Annotated photo localization data:
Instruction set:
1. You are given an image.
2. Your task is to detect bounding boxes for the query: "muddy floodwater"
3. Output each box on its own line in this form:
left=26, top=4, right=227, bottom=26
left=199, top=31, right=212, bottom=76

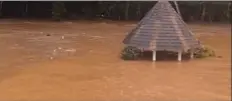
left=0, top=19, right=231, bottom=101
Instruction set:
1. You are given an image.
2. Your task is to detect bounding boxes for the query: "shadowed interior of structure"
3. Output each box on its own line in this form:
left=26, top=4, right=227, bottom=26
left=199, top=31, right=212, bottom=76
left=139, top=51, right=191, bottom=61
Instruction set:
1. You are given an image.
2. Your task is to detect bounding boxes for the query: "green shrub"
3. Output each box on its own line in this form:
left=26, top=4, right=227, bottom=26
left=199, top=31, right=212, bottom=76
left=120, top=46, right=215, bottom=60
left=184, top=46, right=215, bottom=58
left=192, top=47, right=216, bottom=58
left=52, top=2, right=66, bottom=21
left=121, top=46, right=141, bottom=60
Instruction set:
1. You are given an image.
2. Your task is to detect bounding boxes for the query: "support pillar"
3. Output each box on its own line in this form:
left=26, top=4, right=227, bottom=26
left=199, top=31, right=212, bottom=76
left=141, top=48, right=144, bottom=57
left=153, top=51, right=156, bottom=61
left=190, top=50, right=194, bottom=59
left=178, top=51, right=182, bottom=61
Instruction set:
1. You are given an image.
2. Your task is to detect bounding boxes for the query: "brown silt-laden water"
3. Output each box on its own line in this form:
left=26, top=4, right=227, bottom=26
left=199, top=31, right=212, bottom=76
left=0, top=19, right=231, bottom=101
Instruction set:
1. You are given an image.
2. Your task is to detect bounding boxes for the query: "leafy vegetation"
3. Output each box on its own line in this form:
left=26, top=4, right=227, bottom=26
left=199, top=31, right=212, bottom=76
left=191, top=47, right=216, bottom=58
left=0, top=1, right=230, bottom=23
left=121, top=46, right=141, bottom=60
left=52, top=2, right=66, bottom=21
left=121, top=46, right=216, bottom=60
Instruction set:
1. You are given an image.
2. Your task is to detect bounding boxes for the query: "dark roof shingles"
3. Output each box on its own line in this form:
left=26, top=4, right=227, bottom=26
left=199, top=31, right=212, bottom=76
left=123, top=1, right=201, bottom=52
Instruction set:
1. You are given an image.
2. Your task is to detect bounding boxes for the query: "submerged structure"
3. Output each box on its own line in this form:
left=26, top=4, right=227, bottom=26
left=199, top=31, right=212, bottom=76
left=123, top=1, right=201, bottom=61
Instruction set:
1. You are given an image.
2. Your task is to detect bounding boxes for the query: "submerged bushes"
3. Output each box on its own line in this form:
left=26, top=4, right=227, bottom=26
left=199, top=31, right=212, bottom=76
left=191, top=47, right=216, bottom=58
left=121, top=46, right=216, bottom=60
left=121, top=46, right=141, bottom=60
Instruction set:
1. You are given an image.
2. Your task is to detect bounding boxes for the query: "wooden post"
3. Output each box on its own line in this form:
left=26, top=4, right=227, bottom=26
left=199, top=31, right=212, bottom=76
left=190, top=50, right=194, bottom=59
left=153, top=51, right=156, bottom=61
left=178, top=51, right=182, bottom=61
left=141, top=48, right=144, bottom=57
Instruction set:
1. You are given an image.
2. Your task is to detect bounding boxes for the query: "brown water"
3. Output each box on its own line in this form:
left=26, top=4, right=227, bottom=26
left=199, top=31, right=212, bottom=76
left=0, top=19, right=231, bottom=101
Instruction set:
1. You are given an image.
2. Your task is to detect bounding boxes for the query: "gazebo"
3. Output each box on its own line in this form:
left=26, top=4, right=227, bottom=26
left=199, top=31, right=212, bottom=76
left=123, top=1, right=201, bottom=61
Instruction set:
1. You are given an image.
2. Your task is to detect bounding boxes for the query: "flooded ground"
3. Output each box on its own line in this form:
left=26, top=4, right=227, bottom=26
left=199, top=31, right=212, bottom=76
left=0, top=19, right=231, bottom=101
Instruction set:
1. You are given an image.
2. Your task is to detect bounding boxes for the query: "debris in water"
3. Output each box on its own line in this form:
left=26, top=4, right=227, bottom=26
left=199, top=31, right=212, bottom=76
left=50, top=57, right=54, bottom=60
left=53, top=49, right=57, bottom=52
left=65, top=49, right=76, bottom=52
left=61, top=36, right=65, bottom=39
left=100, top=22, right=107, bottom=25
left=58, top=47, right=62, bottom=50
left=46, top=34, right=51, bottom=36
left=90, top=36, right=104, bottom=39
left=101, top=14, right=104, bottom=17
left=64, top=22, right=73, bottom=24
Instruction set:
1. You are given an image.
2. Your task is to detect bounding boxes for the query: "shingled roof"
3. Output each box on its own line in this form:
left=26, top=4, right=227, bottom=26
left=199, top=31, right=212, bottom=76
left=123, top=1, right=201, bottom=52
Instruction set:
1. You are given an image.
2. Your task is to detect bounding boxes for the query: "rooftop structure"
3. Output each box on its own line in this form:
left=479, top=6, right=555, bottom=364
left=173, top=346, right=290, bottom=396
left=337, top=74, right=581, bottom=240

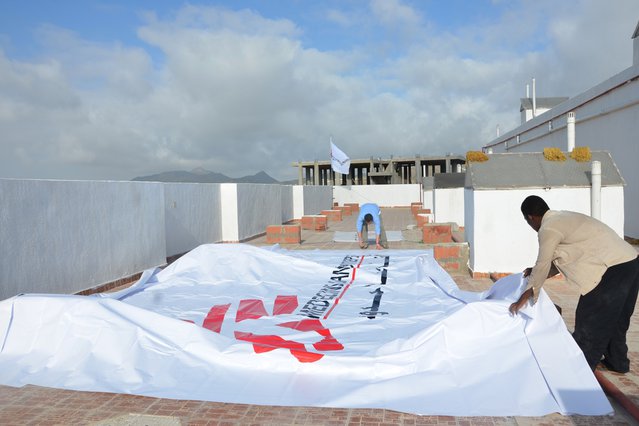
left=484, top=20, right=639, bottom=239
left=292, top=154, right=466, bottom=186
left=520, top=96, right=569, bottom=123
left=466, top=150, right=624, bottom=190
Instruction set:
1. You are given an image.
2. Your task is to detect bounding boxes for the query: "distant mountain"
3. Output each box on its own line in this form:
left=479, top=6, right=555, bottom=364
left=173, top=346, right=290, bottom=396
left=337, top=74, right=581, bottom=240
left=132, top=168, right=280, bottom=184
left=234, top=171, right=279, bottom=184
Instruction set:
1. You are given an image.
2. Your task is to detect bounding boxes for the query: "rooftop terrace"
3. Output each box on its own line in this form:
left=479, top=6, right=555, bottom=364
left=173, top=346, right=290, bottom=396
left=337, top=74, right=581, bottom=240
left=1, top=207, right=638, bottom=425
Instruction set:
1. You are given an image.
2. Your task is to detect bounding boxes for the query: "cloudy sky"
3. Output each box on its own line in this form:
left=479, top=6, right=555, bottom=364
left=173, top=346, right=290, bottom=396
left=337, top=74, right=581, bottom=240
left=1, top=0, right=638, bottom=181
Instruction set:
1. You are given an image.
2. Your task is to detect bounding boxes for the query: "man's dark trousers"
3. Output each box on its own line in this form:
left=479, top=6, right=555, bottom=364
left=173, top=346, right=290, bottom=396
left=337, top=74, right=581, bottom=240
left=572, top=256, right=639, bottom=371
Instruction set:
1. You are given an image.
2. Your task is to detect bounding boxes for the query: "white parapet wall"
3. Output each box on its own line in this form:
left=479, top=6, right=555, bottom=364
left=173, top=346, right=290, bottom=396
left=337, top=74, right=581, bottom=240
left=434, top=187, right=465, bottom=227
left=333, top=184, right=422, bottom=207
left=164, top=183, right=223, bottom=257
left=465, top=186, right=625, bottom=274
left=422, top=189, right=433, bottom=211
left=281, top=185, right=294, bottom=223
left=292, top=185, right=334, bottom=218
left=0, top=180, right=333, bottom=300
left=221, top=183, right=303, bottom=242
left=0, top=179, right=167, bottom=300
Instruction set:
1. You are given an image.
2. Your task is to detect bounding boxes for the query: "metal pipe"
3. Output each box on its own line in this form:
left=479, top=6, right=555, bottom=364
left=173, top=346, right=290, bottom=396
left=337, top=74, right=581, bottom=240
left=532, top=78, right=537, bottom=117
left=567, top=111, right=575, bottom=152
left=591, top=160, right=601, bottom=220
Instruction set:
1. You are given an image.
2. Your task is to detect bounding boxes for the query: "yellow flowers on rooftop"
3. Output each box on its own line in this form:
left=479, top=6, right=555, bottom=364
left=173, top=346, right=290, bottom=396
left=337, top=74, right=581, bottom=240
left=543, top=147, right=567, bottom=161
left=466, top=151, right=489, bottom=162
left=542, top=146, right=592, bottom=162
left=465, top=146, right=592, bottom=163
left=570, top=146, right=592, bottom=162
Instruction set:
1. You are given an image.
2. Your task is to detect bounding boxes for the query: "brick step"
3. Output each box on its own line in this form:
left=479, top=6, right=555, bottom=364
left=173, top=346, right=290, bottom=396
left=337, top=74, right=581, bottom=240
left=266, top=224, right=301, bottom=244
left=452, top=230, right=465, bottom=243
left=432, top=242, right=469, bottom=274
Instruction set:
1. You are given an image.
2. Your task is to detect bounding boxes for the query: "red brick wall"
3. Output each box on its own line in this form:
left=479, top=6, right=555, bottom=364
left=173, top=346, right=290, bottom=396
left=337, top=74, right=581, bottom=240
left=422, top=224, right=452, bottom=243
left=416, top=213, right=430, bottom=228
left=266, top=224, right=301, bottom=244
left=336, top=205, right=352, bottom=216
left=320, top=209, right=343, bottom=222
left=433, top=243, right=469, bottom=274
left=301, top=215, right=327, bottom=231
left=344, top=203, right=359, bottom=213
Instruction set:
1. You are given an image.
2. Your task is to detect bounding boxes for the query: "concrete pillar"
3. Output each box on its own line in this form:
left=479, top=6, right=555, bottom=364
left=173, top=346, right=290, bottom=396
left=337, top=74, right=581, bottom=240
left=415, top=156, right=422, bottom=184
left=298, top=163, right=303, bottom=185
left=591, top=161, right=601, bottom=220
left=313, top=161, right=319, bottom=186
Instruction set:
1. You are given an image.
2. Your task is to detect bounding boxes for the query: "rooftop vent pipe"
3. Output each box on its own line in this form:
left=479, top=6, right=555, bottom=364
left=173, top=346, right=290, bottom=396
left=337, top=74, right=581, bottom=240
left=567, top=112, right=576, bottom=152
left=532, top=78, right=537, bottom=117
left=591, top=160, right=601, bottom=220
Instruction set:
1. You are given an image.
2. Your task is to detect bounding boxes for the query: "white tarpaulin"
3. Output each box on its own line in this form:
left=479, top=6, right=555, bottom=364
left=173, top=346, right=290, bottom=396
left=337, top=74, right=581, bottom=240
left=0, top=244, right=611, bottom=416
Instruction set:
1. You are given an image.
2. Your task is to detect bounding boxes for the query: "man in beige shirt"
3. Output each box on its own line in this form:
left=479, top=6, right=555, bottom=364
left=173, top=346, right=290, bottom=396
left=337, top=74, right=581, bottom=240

Prompt:
Tally, in the data above, the lines where the word "pillar" occurs, and give the figure alone.

Output for this task:
2